GIVEN INSTRUCTION 1 –
Reproduce word for word the part of the passage on NATO defense doctrine that runs from "The later period" up to and including "greater suboptimal ME.".
GIVEN INSTRUCTION 2 –
Carry on the passage about NATO defense doctrine, starting after its last sentence.

TEXT PASSAGE –
****************************************

After the Soviet Union backed down during the Cuban missile crisis in reaction to US strategic pre-emptive superiority, the Soviets embarked on a massive buildup of its strategic nuclear forces. Given the ensuing greater parity in strategic forces, the United States adopted the doctrine of flexible response in 1967, whereby NATO would respond in a measured fashion to Warsaw Pact provocations (Rearden 1995). Directive MC 14/3 formally embodied the doctrine of flexible response, where Soviet conventional aggression in Europe would be first met with a NATO conventional force response that would escalate as warranted (North Atlantic Military Committee, 1968). Flexible response meant that conventional, tactical nuclear (short-range battlefield nuclear weapons), and strategic nuclear forces became complementary (Murdoch and Sandler 1984). Most important, those force deployments would yield joint products with varying degrees of publicness.
For the initial period of flexible response during 1967–1981, the enhanced importance and deployment of conventional forces meant that the thinning of forces became more relevant. That focus brought up the notion of perimeter defense as a weakest-link public good in which the least fortified border could invite an enemy incursion that reduced the protection of all behind-the-front allies – see Hirshleifer (1983) on weakest-link public goods whose level equals the smallest contribution. Flexible response motivated European NATO allies to build up their conventional forces so as not to draw Soviet aggression (Sandler, 1977; Sandler and Forbes, 1980; Sandler and Murdoch, 1990). As a result, NATO’s disproportionate burdens based on GDP was reduced, along with suboptimality of defense provision. By raising the importance of conventional forces in Europe, US share of total NATO ME fell, while other NATO European allies’ residual share of total NATO ME increased – a prediction supported in the next section. Flexible response also gave rise to more ally-specific benefits than MAD, which improved benefit-burden concordance as allies defense spending burdens were increasingly guided by their own gains. Finally, force thinning justified limiting alliance size as geographically larger allies require more protective conventional forces.
The later period of flexible response roughly ran from 1982 to 1990, marked by Reagan’s enhanced defense procurement and strategic buildup, France and UK strategic buildup, the development of precision-guided munitions, and forward-defense (“deep strike”) strategy. The latter meant that NATO acquired the ability to strike enemy assets well behind the front with the Warsaw Pact. These developments enhanced the relative share of pure public joint products making for disproportionate burden sharing, reduced benefit-burden concordance, and greater suboptimal ME.
With the 1991 dissolution of the Warsaw Pact and the Soviet Union, NATO sought a new mission to replace the Cold War (Asmus, 1997; Gompert and Larrabee, 1997; Hartley and Sandler, 1999). As Russia was then viewed as less of a threat, NATO allies started to take advantage of a “peace dividend” by redirecting some of their ME to social programs. At the Oslo Summit in 1992, NATO embraced the need for enhanced peacekeeping in a world besieged by civil wars (Asmus 1997, 37). NATO agreed to the development and deployment of Combined Joint Task Forces (CJTFs), which are NATO-drawn rapid-deployment forces, at the Brussels Summit of 1994. NATO peacekeeping troops and personnel were subsequently deployed to Bosnia in December 1995 as an Implementation Force (IFOR), followed a year later there by the Stabilization Force (SFOR). Another NATO peacekeeping deployment went to Kosovo in 1999 as KFOR. NATO’s Article 6 justified those and other out-of-area deployments (e.g., in Afghanistan after 9/11).

****************************************

DATASET CONTENT –
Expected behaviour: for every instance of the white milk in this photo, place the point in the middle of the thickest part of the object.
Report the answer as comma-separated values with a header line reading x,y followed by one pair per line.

****************************************

WRITTEN RESPONSE 1 –
The later period of flexible response roughly ran from 1982 to 1990, marked by Reagan’s enhanced defense procurement and strategic buildup, France and UK strategic buildup, the development of precision-guided munitions, and forward-defense (“deep strike”) strategy. The latter meant that NATO acquired the ability to strike enemy assets well behind the front with the Warsaw Pact. These developments enhanced the relative share of pure public joint products making for disproportionate burden sharing, reduced benefit-burden concordance, and greater suboptimal ME.

WRITTEN RESPONSE 2 –
The crisis management doctrine increased the share of pure public joint products, thereby enhancing disproportionate burden sharing based on allies’ GDP (Hartley and Sandler, 1999; Sandler and Murdoch, 2000, 307-308). Additionally, with the greater share of purely public outputs, enhanced crisis management was anticipated to augment defense spending suboptimality, free riding, and alliance inclusion, and to reduce benefit-burden concordance. When successful, NATO peacekeeping offered an increased measure of world stability and security that enriched all allies – contributors and noncontributors alike. The enrichment concerned more limited refugee flows, more stable resource supply flows, reduced terrorism, and diminished conflict spillovers. Because the peacekeeping portion of NATO ME is small, the anticipated influences on burden sharing may not always show up (Sandler and Shimizu 2014).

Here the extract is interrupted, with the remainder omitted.